=== WHAT YOU SHOULD DO ===
In the flea market post, what did each card in the main card guy's usual box of vintage cost?

=== TEXT ===
((
All this felt like something close to robbery, and I had quite the sly grin on my face as I was leaving that table - not that anyone could see it under my mask.

The rest of this post might seem a bit underwhelming in comparison to that table, but I basically still had the whole afternoon ahead of me at that point, and an entire flea market parking lot left to go.

I was happy to see my main card guy from the past few years set up at his usual spot as if nothing had changed, and he still had his usual box of 50-cent vintage - as usual, it'd mostly been picked through by the time I got there, but I still managed to find a few fun team-card oldies.

I'm admittedly a bit late in recognizing the greatness of Ryne Duren's Coke-bottle shades, but this table helped me make up for a bit of lost time there.

That '63 is even more glorious since Topps accidentally slapped Duren's picture onto a card of a completely different guy.

As the day wore on, I started to spot a few of the same twenty-something dudes following my own trail of card tables throughout the flea market, and I got the sense that a lot of them didn't really know what they were looking at - they'd grab a couple stacks of cards, turn them over curiously in their hands, and put them back without buying anything.

Heck, I actually had to wait for a spot to open up at one card vendor's table midway through the day, and I don't think that's ever happened at the flea market before - still worth it, because in addition to these 25-cent finds...

...came an entire box of Kellogg's!
))
=== RECORD SET ===
((
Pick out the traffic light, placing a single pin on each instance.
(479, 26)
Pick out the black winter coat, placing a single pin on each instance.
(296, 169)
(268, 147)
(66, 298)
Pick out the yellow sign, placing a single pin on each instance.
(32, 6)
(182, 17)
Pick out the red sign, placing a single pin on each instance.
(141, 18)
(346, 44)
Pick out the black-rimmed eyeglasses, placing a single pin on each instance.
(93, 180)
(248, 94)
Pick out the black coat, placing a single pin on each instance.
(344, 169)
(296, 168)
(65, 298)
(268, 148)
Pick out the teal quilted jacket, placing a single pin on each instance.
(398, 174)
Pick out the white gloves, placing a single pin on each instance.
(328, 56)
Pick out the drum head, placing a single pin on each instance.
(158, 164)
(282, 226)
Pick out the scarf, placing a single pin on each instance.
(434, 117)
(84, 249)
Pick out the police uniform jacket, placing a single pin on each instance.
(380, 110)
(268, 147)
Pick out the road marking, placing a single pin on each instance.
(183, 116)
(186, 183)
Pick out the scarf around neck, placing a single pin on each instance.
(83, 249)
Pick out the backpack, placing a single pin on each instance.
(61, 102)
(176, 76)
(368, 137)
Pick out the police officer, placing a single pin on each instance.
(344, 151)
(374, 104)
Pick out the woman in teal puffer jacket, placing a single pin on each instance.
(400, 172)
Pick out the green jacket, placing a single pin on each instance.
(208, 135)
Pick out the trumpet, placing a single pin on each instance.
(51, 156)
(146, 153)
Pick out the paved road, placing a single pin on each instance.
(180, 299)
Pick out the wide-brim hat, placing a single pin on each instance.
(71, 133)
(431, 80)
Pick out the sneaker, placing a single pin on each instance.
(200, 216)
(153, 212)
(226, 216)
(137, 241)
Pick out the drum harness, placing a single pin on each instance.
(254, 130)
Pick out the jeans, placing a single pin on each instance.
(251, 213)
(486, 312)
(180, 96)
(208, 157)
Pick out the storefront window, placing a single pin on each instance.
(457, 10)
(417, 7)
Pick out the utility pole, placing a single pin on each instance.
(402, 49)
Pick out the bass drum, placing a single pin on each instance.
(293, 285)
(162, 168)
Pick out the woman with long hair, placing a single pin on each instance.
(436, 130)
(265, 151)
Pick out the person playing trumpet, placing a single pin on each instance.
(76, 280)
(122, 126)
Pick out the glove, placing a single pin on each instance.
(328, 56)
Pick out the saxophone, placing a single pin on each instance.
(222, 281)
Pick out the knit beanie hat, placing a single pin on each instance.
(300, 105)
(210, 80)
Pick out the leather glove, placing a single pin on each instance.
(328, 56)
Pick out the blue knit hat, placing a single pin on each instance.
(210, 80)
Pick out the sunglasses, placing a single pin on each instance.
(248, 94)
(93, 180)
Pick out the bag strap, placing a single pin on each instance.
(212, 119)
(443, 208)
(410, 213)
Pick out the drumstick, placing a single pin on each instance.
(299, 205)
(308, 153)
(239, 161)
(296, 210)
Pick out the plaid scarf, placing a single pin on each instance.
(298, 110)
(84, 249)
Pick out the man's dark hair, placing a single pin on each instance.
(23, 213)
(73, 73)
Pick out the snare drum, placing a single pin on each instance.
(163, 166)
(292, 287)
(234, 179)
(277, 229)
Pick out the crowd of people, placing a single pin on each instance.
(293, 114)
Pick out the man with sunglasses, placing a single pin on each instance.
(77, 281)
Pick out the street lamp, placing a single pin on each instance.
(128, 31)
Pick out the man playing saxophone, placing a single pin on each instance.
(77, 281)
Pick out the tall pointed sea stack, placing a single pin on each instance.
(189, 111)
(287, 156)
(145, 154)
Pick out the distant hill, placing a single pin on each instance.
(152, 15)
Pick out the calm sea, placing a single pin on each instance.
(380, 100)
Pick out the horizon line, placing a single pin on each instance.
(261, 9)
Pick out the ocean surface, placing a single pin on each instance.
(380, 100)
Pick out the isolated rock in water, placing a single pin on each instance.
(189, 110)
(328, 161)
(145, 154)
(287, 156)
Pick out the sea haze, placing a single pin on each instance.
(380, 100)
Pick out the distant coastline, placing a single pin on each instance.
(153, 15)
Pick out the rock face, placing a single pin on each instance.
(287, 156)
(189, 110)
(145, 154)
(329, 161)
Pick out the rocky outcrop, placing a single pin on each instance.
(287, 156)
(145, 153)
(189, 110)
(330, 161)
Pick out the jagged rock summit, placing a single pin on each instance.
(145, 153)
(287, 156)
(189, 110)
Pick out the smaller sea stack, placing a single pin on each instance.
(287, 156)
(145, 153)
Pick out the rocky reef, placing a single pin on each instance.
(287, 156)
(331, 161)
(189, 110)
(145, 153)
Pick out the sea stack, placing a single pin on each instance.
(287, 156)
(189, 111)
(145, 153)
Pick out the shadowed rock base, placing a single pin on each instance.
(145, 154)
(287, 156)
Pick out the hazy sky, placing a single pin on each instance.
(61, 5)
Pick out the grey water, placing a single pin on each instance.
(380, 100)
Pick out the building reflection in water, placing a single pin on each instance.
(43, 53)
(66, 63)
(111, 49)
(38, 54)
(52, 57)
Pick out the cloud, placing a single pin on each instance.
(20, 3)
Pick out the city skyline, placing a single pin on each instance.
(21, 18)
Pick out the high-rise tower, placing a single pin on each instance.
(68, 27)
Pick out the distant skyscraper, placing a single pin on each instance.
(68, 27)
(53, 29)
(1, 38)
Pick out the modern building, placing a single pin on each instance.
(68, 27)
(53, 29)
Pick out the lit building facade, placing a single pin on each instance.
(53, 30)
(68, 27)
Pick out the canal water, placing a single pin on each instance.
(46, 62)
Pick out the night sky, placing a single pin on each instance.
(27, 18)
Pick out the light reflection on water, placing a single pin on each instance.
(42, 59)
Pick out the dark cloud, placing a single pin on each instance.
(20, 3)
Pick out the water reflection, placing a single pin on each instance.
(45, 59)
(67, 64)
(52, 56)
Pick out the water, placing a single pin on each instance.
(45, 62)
))
=== FINISHED EXERCISE ===
50 cents